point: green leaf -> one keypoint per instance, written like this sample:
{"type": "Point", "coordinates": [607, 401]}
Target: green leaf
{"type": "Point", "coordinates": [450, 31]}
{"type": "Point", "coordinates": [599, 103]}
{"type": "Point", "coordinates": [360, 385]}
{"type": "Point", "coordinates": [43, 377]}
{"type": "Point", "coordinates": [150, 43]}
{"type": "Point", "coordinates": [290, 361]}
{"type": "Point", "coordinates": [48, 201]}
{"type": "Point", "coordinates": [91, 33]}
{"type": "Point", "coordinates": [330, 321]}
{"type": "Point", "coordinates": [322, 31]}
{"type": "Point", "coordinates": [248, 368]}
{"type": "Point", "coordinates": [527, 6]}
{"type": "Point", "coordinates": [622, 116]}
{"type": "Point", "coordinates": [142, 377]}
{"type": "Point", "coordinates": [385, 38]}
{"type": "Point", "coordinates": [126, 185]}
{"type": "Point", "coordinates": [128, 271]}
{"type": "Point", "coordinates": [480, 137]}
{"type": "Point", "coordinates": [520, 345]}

● Problem to work on
The entries above must be returned exactly.

● Solution
point: green leaf -> one keypoint per instance, written like this sample:
{"type": "Point", "coordinates": [607, 401]}
Target: green leaf
{"type": "Point", "coordinates": [450, 31]}
{"type": "Point", "coordinates": [599, 103]}
{"type": "Point", "coordinates": [360, 385]}
{"type": "Point", "coordinates": [43, 377]}
{"type": "Point", "coordinates": [150, 43]}
{"type": "Point", "coordinates": [290, 361]}
{"type": "Point", "coordinates": [48, 201]}
{"type": "Point", "coordinates": [91, 33]}
{"type": "Point", "coordinates": [330, 321]}
{"type": "Point", "coordinates": [322, 31]}
{"type": "Point", "coordinates": [248, 368]}
{"type": "Point", "coordinates": [527, 6]}
{"type": "Point", "coordinates": [622, 116]}
{"type": "Point", "coordinates": [142, 377]}
{"type": "Point", "coordinates": [385, 38]}
{"type": "Point", "coordinates": [126, 185]}
{"type": "Point", "coordinates": [128, 271]}
{"type": "Point", "coordinates": [480, 137]}
{"type": "Point", "coordinates": [520, 345]}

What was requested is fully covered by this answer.